• _Instruções da tarefa_: Diga se cada afirmação abaixo concorda com a resenha e cite literalmente o trecho da resenha que decide cada caso. (a) A resenha afirma que Kundera escreve vomitando. (b) Na resenha, Teresa representa o povo tcheco. (c) Segundo a resenha, Thomas é advogado.

A INSUSTENTÁVEL LEVEZA DO SER- MILAN KUNDERA

É o vômito de uma derrota. Mas Kundera não escreve vomitando. Ele é autor que escreve sempre sob-controle, sua escrita é estranhamente fria. Isso explica seu imenso sucesso em 1984/85. Em tempo blasé, nada é mais aparentemente blasé que este livro. Suas frases são como objetos de estilo em apto moderno.
Mas é só aparência. Por trás de suas frases distantes há a emoção dilacerante de uma derrota. A derrota da mais linda das revoluções: a primavera de Praga. Movimento libertário ( feito de sexo e arte ) que foi esmagado pelos tanques russos e se tornou no Ocidente uma palhaçada de marketing. A primavera de 68 nada teve de midiática. Foi o sonho de um socialismo humanista. De uma politica não científica. Foi absoluto desastre. Traumatizante derrota.
No livro Teresa é o símbolo do povo tcheco. Ela acorda para a vida tarde demais, é usada e entra em noia. Termina descobrindo a paz de se "cultivar seu jardim" ( como dizia Voltaire ).
A livre Sabrina é o espírito de 68. Ela a nada se prende e bate asas, vai à California, onde assiste a derrota como estrangeira em terra de estrangeiros.
Mas quem é Thomas? Esse médico que se humaniza e parece ser derrotado, mas que também aprende a cultivar seu jardim? Thomas é Milan? Thomas é o leitor? Não importa. Ele é um médico, um homem feito para ajudar, para curar, para servir. A escrita de Kundera é curativa. Neste relato ele se cura e tenta curar almas que se tornaram estéreis.

• _Dados brutos_:
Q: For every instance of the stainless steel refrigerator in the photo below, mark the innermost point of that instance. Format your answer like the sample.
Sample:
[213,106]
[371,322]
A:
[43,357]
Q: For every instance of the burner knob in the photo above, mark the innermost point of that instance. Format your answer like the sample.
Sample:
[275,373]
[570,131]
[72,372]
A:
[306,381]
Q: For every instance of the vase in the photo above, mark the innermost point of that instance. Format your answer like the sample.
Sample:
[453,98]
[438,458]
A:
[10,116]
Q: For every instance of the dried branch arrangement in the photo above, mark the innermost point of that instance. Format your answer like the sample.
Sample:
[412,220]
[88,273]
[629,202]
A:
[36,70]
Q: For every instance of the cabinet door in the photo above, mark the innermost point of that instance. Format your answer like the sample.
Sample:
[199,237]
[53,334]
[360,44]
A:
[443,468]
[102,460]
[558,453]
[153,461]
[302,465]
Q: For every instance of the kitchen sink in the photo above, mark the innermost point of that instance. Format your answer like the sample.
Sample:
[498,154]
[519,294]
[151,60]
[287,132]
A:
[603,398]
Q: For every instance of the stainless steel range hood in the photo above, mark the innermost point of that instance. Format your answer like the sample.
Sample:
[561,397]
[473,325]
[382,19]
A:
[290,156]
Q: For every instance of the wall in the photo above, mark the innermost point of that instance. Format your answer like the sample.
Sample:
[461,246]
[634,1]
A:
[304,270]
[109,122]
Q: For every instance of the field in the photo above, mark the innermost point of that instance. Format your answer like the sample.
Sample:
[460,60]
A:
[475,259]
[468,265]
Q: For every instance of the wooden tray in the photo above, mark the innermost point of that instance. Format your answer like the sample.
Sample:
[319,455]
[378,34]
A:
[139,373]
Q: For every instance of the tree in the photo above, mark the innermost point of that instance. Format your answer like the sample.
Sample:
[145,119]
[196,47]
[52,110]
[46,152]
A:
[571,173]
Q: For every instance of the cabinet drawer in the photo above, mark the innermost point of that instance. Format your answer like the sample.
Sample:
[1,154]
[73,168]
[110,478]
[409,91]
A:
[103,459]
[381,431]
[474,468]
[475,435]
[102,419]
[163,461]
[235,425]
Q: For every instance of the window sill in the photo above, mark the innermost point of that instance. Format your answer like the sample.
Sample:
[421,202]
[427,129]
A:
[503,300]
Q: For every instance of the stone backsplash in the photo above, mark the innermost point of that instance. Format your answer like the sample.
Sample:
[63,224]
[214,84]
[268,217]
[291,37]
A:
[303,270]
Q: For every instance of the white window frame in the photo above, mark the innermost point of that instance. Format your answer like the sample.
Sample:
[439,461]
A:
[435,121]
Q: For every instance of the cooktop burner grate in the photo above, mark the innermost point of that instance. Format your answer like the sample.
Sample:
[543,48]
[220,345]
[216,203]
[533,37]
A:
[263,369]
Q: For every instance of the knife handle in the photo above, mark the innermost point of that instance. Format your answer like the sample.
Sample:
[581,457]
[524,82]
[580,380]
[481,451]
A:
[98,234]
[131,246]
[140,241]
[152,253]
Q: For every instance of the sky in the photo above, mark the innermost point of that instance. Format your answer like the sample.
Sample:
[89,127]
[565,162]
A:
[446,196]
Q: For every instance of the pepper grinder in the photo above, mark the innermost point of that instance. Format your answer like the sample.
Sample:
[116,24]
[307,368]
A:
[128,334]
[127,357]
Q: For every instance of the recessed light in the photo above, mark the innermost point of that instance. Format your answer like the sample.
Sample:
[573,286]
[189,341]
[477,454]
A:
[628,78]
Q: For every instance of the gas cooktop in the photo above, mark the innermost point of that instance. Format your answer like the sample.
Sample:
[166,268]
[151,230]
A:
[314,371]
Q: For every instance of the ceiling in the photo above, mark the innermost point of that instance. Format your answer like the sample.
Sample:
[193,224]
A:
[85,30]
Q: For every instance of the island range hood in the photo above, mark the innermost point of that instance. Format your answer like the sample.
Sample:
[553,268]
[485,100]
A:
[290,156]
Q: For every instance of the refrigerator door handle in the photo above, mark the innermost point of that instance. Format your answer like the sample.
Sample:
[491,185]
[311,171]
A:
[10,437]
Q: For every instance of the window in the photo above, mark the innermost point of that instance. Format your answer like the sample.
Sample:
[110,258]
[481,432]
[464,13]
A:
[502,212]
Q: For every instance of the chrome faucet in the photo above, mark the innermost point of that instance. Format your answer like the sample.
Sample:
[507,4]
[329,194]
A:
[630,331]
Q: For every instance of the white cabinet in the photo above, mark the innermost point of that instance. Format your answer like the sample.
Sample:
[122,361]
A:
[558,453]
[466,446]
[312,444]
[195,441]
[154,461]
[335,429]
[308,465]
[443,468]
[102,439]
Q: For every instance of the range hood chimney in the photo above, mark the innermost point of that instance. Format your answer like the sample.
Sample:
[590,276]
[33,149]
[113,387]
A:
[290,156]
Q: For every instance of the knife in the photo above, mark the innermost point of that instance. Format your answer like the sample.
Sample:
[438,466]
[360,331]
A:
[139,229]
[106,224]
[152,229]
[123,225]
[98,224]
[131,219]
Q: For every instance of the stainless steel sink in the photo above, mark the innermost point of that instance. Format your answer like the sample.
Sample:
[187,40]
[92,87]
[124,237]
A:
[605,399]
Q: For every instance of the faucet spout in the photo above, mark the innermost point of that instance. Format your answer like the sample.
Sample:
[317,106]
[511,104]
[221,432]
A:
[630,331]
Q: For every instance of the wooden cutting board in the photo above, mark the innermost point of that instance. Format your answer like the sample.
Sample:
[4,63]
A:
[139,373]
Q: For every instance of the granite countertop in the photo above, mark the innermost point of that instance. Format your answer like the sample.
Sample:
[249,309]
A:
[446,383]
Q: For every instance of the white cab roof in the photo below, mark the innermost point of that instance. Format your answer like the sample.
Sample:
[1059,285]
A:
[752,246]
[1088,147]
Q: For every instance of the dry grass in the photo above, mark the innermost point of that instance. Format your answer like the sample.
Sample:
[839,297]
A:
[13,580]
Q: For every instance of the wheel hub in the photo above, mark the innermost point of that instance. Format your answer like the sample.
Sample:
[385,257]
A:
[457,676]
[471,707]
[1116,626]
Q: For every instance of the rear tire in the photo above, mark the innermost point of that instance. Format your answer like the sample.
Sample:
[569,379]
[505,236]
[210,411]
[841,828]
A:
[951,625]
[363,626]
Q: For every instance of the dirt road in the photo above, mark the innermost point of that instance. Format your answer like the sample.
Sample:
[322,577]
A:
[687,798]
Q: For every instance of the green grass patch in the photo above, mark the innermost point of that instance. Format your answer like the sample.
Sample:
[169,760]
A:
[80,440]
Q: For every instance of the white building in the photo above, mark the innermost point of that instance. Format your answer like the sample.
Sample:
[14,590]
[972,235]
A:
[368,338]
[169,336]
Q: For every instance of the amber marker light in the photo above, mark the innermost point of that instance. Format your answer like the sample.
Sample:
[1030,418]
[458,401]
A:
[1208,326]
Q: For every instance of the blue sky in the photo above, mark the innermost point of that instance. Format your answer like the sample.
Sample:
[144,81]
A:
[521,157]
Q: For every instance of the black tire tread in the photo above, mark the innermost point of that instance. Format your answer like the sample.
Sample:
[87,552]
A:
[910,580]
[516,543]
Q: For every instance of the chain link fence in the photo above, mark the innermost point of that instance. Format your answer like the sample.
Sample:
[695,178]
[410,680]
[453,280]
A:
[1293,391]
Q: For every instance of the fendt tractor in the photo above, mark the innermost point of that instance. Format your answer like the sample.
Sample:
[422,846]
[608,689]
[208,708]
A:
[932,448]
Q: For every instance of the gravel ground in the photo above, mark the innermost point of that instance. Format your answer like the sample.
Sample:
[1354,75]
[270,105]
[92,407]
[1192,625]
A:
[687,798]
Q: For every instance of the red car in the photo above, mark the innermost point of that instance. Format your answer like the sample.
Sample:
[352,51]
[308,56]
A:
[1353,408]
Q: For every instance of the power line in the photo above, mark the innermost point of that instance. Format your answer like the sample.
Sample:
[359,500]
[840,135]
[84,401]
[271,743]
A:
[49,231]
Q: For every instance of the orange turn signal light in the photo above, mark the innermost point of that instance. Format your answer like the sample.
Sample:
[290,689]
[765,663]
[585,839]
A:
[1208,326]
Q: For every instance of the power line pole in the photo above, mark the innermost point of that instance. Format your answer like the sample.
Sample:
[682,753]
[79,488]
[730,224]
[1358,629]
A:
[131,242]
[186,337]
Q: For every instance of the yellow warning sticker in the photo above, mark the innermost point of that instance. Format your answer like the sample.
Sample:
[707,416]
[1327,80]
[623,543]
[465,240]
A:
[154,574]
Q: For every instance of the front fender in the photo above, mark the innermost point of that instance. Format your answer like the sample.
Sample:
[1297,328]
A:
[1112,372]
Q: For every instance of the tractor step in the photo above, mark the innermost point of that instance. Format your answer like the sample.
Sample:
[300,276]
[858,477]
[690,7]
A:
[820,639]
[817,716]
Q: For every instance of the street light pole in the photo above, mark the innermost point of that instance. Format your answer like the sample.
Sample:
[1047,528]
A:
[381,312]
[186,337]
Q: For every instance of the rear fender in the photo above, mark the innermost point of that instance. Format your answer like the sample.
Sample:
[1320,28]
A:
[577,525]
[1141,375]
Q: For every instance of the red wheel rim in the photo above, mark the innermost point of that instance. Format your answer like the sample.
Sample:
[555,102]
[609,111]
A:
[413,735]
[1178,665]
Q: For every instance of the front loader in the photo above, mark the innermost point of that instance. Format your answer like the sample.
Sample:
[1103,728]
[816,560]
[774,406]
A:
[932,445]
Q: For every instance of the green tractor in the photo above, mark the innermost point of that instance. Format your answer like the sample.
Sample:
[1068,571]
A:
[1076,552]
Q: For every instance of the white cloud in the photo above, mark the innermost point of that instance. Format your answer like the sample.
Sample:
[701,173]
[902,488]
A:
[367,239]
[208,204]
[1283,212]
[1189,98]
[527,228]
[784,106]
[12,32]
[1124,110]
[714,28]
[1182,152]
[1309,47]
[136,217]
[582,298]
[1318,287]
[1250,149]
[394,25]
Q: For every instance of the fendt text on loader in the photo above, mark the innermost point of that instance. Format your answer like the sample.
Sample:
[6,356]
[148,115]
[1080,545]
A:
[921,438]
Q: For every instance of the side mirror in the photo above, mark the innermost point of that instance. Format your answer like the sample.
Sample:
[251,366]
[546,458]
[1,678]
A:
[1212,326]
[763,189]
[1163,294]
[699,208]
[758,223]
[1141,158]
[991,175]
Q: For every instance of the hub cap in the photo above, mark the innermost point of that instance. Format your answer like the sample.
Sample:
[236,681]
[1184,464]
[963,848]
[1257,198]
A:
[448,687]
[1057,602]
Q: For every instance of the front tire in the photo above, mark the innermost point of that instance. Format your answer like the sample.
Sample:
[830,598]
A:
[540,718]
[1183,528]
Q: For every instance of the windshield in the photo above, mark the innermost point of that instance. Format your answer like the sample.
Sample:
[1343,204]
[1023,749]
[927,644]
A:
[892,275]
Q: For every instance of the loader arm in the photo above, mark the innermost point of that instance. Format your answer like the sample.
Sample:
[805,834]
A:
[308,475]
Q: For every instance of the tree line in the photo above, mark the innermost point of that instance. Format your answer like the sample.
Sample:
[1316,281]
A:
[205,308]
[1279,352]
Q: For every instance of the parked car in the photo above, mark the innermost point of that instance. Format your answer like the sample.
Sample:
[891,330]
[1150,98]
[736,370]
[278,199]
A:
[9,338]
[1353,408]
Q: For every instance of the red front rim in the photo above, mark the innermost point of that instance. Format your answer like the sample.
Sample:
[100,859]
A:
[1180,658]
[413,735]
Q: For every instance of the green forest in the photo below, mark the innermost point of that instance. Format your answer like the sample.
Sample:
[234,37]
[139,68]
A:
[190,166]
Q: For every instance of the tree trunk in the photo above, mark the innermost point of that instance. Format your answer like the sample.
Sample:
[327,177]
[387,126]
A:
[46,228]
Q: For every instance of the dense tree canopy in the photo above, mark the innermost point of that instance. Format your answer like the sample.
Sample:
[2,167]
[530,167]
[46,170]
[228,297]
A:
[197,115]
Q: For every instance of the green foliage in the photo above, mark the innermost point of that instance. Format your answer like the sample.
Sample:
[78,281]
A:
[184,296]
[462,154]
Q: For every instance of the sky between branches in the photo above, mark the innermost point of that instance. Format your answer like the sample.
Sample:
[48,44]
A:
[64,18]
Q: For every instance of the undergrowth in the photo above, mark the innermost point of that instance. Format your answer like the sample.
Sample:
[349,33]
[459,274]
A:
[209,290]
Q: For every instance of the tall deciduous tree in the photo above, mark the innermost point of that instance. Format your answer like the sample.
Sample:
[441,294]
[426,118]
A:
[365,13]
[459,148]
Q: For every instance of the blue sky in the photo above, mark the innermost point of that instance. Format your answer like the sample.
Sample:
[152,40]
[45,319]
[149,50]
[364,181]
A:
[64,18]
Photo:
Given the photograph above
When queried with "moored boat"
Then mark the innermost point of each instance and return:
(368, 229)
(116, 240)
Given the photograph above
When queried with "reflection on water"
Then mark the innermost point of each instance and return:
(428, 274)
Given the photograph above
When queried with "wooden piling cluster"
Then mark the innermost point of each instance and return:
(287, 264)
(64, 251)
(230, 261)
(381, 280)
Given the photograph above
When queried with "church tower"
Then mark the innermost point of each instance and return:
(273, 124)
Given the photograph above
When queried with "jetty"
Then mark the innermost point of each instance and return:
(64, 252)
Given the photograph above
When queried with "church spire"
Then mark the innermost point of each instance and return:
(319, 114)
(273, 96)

• _Resposta da tarefa_:
(a) Não: "Mas Kundera não escreve vomitando."
(b) Sim: "No livro Teresa é o símbolo do povo tcheco."
(c) Não: "Ele é um médico"